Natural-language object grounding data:

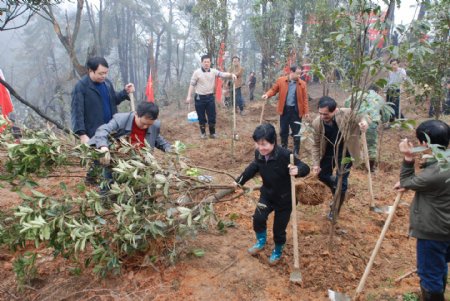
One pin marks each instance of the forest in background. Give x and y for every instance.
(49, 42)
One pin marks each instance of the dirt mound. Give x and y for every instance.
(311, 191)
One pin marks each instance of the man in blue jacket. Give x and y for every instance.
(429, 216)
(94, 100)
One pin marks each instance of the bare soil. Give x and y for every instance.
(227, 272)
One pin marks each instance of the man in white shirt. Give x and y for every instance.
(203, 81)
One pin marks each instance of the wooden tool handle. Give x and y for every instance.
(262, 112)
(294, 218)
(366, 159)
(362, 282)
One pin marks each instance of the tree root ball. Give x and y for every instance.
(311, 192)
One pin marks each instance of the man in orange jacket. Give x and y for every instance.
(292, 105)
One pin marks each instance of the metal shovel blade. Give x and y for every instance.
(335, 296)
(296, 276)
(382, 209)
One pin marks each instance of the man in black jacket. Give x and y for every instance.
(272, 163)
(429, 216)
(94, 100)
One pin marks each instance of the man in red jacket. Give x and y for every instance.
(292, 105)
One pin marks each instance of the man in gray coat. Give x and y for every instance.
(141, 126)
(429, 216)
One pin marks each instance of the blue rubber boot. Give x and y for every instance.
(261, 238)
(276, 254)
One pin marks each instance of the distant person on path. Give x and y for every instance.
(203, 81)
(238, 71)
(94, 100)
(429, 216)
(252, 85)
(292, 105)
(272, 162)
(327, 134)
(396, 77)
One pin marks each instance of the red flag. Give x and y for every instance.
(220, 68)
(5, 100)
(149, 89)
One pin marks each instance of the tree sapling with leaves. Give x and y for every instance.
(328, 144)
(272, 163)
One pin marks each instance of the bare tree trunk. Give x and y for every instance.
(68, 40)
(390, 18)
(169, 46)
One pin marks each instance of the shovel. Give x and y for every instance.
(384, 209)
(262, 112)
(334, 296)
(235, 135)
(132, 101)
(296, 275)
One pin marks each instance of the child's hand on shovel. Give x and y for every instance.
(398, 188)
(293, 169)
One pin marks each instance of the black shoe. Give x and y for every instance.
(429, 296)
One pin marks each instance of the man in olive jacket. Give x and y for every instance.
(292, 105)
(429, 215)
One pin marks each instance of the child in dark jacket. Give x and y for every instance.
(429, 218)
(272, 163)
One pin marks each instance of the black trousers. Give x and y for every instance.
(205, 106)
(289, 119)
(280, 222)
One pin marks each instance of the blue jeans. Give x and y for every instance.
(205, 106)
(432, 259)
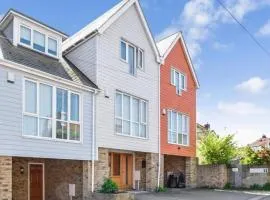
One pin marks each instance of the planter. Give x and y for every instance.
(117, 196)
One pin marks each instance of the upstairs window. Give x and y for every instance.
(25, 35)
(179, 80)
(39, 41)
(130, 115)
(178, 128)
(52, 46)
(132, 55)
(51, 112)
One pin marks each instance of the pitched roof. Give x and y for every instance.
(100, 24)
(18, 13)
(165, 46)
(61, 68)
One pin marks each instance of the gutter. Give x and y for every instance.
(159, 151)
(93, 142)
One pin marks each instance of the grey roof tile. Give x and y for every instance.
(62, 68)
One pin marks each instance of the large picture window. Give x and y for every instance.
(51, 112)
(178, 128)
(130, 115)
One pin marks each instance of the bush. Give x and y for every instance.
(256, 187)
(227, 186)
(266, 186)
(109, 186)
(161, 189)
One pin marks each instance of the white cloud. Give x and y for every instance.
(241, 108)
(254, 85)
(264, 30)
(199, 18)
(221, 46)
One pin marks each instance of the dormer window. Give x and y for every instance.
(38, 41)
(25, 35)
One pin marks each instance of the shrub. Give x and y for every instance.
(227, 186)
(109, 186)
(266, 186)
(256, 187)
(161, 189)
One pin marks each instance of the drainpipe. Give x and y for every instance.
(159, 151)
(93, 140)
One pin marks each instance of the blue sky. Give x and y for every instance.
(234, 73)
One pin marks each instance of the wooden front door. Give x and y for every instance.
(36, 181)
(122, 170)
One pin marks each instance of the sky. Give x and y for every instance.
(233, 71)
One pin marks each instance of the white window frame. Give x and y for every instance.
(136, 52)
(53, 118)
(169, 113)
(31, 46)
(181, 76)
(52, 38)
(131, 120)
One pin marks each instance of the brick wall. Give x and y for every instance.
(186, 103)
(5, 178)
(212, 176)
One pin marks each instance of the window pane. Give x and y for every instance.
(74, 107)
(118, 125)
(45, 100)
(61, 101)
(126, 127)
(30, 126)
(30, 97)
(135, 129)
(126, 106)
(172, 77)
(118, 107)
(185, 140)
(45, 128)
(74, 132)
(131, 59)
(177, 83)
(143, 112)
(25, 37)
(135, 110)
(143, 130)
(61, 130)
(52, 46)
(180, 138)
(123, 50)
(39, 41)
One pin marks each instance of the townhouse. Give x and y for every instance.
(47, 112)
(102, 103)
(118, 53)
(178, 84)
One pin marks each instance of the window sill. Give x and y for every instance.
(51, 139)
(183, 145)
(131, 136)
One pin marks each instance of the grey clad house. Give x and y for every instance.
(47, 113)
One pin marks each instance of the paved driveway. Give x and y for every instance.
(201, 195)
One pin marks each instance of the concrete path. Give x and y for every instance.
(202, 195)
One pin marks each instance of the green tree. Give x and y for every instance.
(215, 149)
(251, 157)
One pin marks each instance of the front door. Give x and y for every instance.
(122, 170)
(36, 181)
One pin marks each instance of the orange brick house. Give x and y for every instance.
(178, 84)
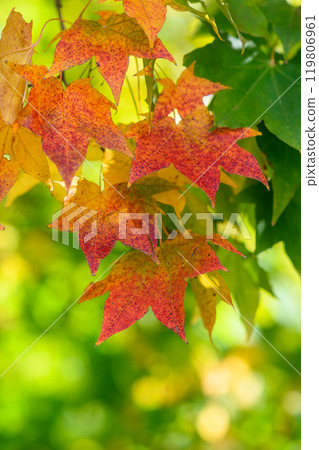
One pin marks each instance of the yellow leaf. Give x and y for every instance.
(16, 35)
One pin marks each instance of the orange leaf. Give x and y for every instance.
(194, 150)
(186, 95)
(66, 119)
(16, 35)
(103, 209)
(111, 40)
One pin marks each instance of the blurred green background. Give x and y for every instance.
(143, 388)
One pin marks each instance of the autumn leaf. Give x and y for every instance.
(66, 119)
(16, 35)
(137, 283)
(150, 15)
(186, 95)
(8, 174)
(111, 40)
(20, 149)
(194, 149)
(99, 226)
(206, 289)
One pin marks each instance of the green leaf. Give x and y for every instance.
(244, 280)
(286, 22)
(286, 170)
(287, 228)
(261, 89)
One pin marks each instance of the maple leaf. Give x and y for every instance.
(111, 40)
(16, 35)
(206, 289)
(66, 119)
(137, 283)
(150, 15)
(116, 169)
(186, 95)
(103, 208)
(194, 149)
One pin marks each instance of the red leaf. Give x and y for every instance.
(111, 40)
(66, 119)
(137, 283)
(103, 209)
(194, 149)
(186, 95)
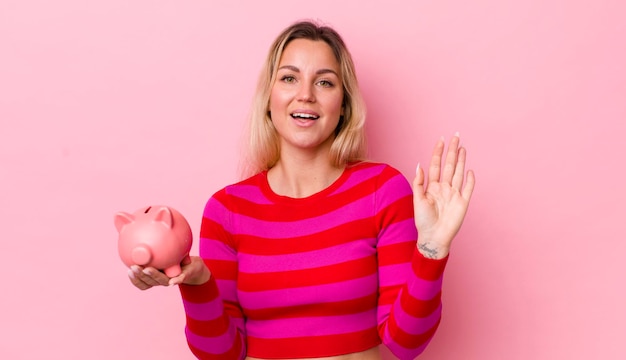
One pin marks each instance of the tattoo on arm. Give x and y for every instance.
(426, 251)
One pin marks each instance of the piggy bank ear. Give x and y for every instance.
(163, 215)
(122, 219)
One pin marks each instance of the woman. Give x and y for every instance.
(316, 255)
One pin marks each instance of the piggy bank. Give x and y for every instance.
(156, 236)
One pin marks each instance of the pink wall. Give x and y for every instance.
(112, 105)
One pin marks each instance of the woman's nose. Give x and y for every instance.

• What to do: Copy out the data above to the letter, and keep every picture out of it.

• The answer:
One pin marks each instance of the forest in background. Give x and y for every instance.
(49, 42)
One pin marks each instance of the dirt mound. Give x and y for every instance.
(311, 191)
One pin marks each instance of the man in blue jacket. Give x and y for every instance.
(429, 216)
(94, 100)
One pin marks each instance of the bare soil. Give x and y for every instance.
(227, 272)
One pin marks each instance of the man in white shirt. Give x and y for every instance.
(203, 81)
One pin marks each instance of the wooden tool handle. Give x and y for every instance.
(262, 112)
(294, 218)
(366, 159)
(362, 282)
One pin marks each instance of the tree root ball. Give x and y for every instance.
(311, 192)
One pin marks each instance of the man in orange jacket. Give x and y for every instance.
(292, 105)
One pin marks each instance of the metal shovel blade. Give x and y for every instance.
(335, 296)
(296, 276)
(382, 209)
One pin marks each instance of the man in black jacket. Give x and y for every instance.
(272, 163)
(429, 216)
(94, 100)
One pin marks each instance of the man in red jacket. Give x and y for every instance.
(292, 105)
One pin marks each instance of the man in gray coat. Give x and y for every instance.
(141, 126)
(429, 216)
One pin marks each instance of the blue rubber boot. Give x and y for every instance.
(261, 238)
(276, 254)
One pin marks each instance of the distant person on path. Give x and y for every instance.
(203, 81)
(238, 71)
(94, 100)
(429, 216)
(252, 85)
(292, 105)
(272, 162)
(327, 134)
(396, 77)
One pin marks each instance of the red flag. Give x and y for every instance.
(220, 68)
(5, 100)
(149, 89)
One pin marks each instance of the tree sapling with leaves. Give x and y for every instance.
(328, 144)
(272, 163)
One pin marks each instance of the bare tree trunk. Give x and y for every instance.
(68, 40)
(390, 18)
(169, 46)
One pin marks each instance of the shovel. Give x and y for every instance.
(384, 209)
(262, 112)
(334, 296)
(235, 135)
(132, 101)
(296, 275)
One pin marks each instance of the child's hand on shovel. Give x and y for every instance.
(398, 188)
(293, 169)
One pin marks each instance of the black shoe. Give x and y for every instance.
(429, 296)
One pin marks each instance of the man in olive jacket. Give x and y for every instance.
(292, 105)
(429, 215)
One pin marks each instance of the child in dark jacket. Give x and y for every instance.
(429, 218)
(272, 163)
One pin marks each instance of the black trousers. Give x and y for every instance.
(205, 106)
(289, 119)
(280, 222)
One pin marks each instance of the blue jeans. Give x and y for every instance.
(205, 106)
(432, 259)
One pin marks each instance of the planter. Give x and y for every instance.
(117, 196)
One pin marks each instance of the upstairs window. Give x and y for every instance.
(25, 35)
(179, 80)
(39, 41)
(130, 115)
(178, 128)
(52, 46)
(132, 55)
(51, 112)
One pin marks each instance of the pitched roof. Give x and y for every instance.
(100, 24)
(18, 13)
(165, 46)
(61, 68)
One pin marks each instance of the gutter. Give x and y for every instance.
(159, 151)
(93, 142)
One pin marks each instance of the grey roof tile. Give x and y for every instance.
(62, 68)
One pin marks each instance of the large picture window. Give x and y for every instance.
(51, 112)
(178, 128)
(130, 115)
One pin marks each instance of the bush. Give x and y for every instance.
(256, 187)
(227, 186)
(266, 186)
(109, 186)
(161, 189)
One pin marks each instance of the white cloud. Give x and y for every instance.
(241, 108)
(254, 85)
(264, 30)
(199, 18)
(221, 46)
One pin marks each instance of the dormer window. Give x and y for every instance.
(38, 41)
(25, 35)
One pin marks each instance of the shrub. Give x and y for every instance.
(227, 186)
(109, 186)
(266, 186)
(256, 187)
(161, 189)
One pin marks each instance of the drainpipe. Give x and y for every instance.
(159, 151)
(93, 140)
One pin marks each instance of the blue sky. Give x and y for every instance.
(234, 73)
One pin marks each instance of the wooden front door. Give x and y for every instance.
(36, 181)
(122, 170)
One pin marks each instance of the sky. Give x and y for every instance.
(233, 71)
One pin marks each instance of the white window frame. Give x and y for every instance.
(136, 52)
(53, 118)
(169, 113)
(31, 46)
(181, 76)
(52, 38)
(131, 120)
One pin marks each instance of the brick wall. Give x and y for every instance.
(186, 103)
(5, 178)
(212, 176)
One pin marks each instance of the window pane. Give x and y for every instance.
(74, 107)
(118, 125)
(45, 100)
(61, 101)
(126, 127)
(30, 126)
(30, 97)
(135, 129)
(126, 106)
(172, 77)
(118, 107)
(185, 140)
(45, 128)
(74, 132)
(131, 59)
(177, 83)
(143, 112)
(25, 37)
(135, 110)
(143, 130)
(61, 130)
(52, 46)
(180, 138)
(123, 50)
(39, 41)
One pin marks each instance of the townhouse. Give x and y for every instance.
(47, 112)
(102, 103)
(118, 53)
(178, 84)
One pin marks each instance of the window sill. Give x and y for every instance.
(51, 139)
(183, 145)
(131, 136)
One pin marks each instance of the grey clad house. Give x and y for every instance.
(47, 113)
One pin marks each instance of the paved driveway. Give x and y for every instance.
(201, 195)
One pin marks each instance of the concrete path. Give x and y for every instance.
(202, 195)
One pin marks each instance of the green tree. Give x and y for every instance.
(215, 149)
(251, 157)
One pin marks each instance of the front door. Give x and y for every instance.
(122, 170)
(36, 181)
One pin marks each instance of the orange brick house. Give x and y for every instance.
(178, 84)
One pin marks each instance of the yellow leaf. Give x and y for every instance.
(16, 35)
One pin marks each instance of the orange leaf. Give x and y for every instance.
(194, 150)
(186, 95)
(66, 119)
(16, 35)
(103, 209)
(111, 40)
One pin marks each instance of the blurred green background. Give x and y for every instance.
(143, 388)
One pin marks each instance of the autumn leaf. Give x and y for every instance.
(66, 119)
(16, 35)
(137, 283)
(150, 15)
(186, 95)
(8, 174)
(111, 40)
(20, 149)
(194, 149)
(99, 226)
(206, 289)
One pin marks each instance of the green leaf. Give x and y for every instance.
(244, 280)
(286, 22)
(286, 170)
(287, 228)
(261, 89)
One pin marks each instance of the maple leaf. Give x and y for every instance.
(111, 40)
(16, 35)
(206, 289)
(66, 119)
(137, 283)
(150, 15)
(116, 169)
(186, 95)
(103, 208)
(194, 149)
One pin marks each instance of the red leaf. Give x and y for every instance.
(111, 40)
(66, 119)
(137, 283)
(103, 209)
(194, 149)
(186, 95)
One pin marks each instance of the tattoo on arm. Give x and y for every instance.
(426, 251)
One pin marks each instance of the piggy bank ear. Give x and y for every instance.
(163, 215)
(122, 219)
One pin marks each instance of the woman. Give x and y for every instance.
(316, 255)
One pin marks each instance of the piggy bank. Give x and y for every instance.
(156, 236)
One pin marks each instance of the pink wall. Give x and y for every instance.
(112, 105)
One pin marks each instance of the woman's nose. Give x and y for every instance.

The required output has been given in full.